§ **Supplied entries**:

——————

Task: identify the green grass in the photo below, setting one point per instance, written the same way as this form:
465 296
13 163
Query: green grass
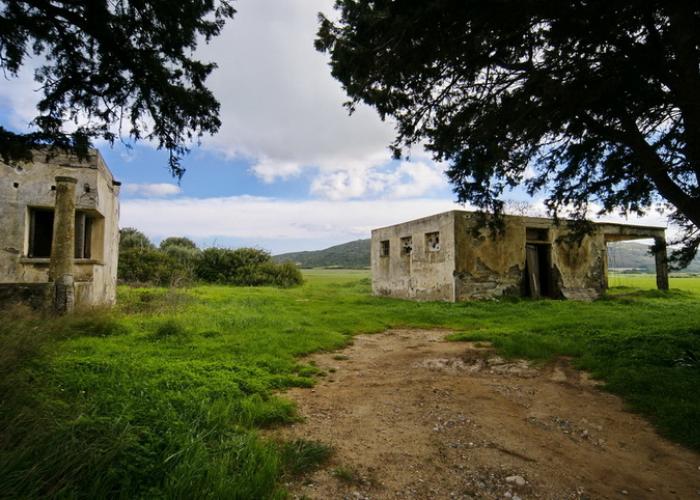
164 396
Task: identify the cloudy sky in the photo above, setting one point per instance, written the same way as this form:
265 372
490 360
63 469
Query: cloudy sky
289 169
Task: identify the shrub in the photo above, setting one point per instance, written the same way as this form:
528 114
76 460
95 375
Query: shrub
245 266
130 237
151 266
179 261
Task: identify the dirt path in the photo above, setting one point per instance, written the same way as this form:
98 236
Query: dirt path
413 416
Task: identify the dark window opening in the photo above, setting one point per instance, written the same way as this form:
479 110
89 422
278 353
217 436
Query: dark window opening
83 233
432 241
384 248
406 245
40 233
538 271
537 234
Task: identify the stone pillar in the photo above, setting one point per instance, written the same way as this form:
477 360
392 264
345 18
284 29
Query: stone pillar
661 263
63 245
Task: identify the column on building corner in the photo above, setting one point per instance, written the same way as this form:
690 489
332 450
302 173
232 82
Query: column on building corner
661 263
63 245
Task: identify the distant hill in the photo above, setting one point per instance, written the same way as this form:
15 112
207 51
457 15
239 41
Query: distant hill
352 255
626 255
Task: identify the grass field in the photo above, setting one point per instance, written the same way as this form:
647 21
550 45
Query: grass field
164 396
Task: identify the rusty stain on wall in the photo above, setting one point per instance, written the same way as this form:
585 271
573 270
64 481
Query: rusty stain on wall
530 257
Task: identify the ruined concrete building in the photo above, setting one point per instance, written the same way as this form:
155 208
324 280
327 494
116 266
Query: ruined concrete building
59 236
449 257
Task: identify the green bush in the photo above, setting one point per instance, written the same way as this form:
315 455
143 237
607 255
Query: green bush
153 267
245 267
178 261
133 238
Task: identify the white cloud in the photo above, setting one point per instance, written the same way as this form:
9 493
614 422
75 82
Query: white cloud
272 221
406 180
157 190
287 225
271 170
281 108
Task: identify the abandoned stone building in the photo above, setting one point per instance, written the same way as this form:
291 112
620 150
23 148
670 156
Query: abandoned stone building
59 236
448 256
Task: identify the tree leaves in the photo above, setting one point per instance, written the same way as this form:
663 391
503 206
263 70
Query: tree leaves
593 98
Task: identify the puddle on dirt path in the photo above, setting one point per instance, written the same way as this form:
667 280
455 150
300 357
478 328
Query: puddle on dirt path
413 416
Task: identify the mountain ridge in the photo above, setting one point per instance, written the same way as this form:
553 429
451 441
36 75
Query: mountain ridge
623 256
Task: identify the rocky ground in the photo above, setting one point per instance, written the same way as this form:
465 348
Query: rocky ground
412 416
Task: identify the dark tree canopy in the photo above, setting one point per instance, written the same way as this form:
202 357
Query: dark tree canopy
587 100
114 67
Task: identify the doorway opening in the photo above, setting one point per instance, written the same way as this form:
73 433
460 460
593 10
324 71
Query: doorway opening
538 270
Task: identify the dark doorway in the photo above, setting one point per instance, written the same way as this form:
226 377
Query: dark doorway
40 233
538 270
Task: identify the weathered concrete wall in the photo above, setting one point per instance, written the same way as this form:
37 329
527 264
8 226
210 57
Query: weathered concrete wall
475 263
421 274
488 265
32 185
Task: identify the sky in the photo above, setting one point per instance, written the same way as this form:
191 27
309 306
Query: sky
289 169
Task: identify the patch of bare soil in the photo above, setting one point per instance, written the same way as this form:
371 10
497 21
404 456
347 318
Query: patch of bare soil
413 416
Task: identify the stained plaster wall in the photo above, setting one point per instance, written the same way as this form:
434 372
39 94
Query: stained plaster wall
490 265
474 263
29 185
423 274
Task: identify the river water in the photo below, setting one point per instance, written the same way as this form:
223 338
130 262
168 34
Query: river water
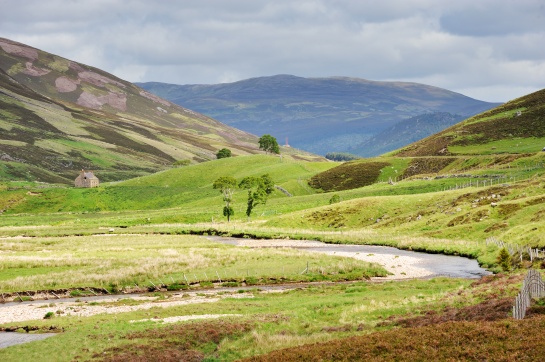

——————

§ **What this task involves**: Can you give the stretch from the line containing "Task: identify the river" through the end of the items again, switching "river water" to "lake water" and leaving everything else unchanged, but without the pictures?

§ **Complete response**:
Task: identify the lake water in the photo below, setting one point per instance, written the same way as this form:
223 338
130 262
168 34
Query: lake water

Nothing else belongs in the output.